Exercise>
Reproduce the full commentary on Netanyahu and Rouhani below word for word, from its title line to its final sentence, leaving out the data that follows it.

Selected passage>
## Start

Netanyahu and the End of Days. By Victor Davis Hanson.
Netanyahu and the End of Days. By Victor Davis Hanson. National Review Online, October 10, 2013. Also at Real Clear Politics.
Hanson:
So far,
Iranian president Hassan Rouhani’s peace ruse is still bearing some fruit.
President Obama was eager to talk with him at the United Nations — only to be
reportedly rebuffed, until Obama managed to phone him for the first
conversation between heads of state of the two countries since the Iranian
storming of the U.S. embassy in 1979.
Rouhani
has certainly wowed Western elites with his mellifluous voice, quiet demeanor,
and denials of wanting a bomb. The media, who ignore the circumstances of
Rouhani’s three-decade trajectory to power, gush that he is suddenly a
“moderate” and “Western-educated.”
The
implication is that Rouhani is not quite one of those hard-line Shiite
apocalyptic theocrats like Mahmoud Ahmadinejad, who in the past ranted about
the eventual end to the Zionist entity.
Americans
are sick and tired of losing blood and treasure in the Middle East. We
understandably are desperate for almost any sign of Iranian outreach. Our
pundits assure us that either Iran does not need and thus does not want a bomb,
or that Iran at least could be contained if it got one.
No such
giddy reception was given to Israeli prime minister Benjamin Netanyahu. In
comparison with Rouhani, he seemed grating to his U.N. audience in New York. A
crabby Netanyahu is now seen as the party pooper who barks in his raspy voice
that Rouhani is only buying time from the West until Iran can test a nuclear
bomb — that the Iranian leader is a duplicitous “wolf in sheep’s clothing.”

## End

Supplied data>
## Start

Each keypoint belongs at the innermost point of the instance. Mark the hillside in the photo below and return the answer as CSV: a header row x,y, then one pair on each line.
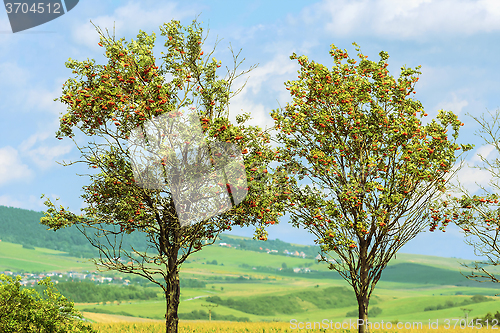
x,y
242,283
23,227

## End

Output for this exercise>
Netanyahu and the End of Days. By Victor Davis Hanson.
Netanyahu and the End of Days. By Victor Davis Hanson. National Review Online, October 10, 2013. Also at Real Clear Politics.
Hanson:
So far,
Iranian president Hassan Rouhani’s peace ruse is still bearing some fruit.
President Obama was eager to talk with him at the United Nations — only to be
reportedly rebuffed, until Obama managed to phone him for the first
conversation between heads of state of the two countries since the Iranian
storming of the U.S. embassy in 1979.
Rouhani
has certainly wowed Western elites with his mellifluous voice, quiet demeanor,
and denials of wanting a bomb. The media, who ignore the circumstances of
Rouhani’s three-decade trajectory to power, gush that he is suddenly a
“moderate” and “Western-educated.”
The
implication is that Rouhani is not quite one of those hard-line Shiite
apocalyptic theocrats like Mahmoud Ahmadinejad, who in the past ranted about
the eventual end to the Zionist entity.
Americans
are sick and tired of losing blood and treasure in the Middle East. We
understandably are desperate for almost any sign of Iranian outreach. Our
pundits assure us that either Iran does not need and thus does not want a bomb,
or that Iran at least could be contained if it got one.
No such
giddy reception was given to Israeli prime minister Benjamin Netanyahu. In
comparison with Rouhani, he seemed grating to his U.N. audience in New York. A
crabby Netanyahu is now seen as the party pooper who barks in his raspy voice
that Rouhani is only buying time from the West until Iran can test a nuclear
bomb — that the Iranian leader is a duplicitous “wolf in sheep’s clothing.”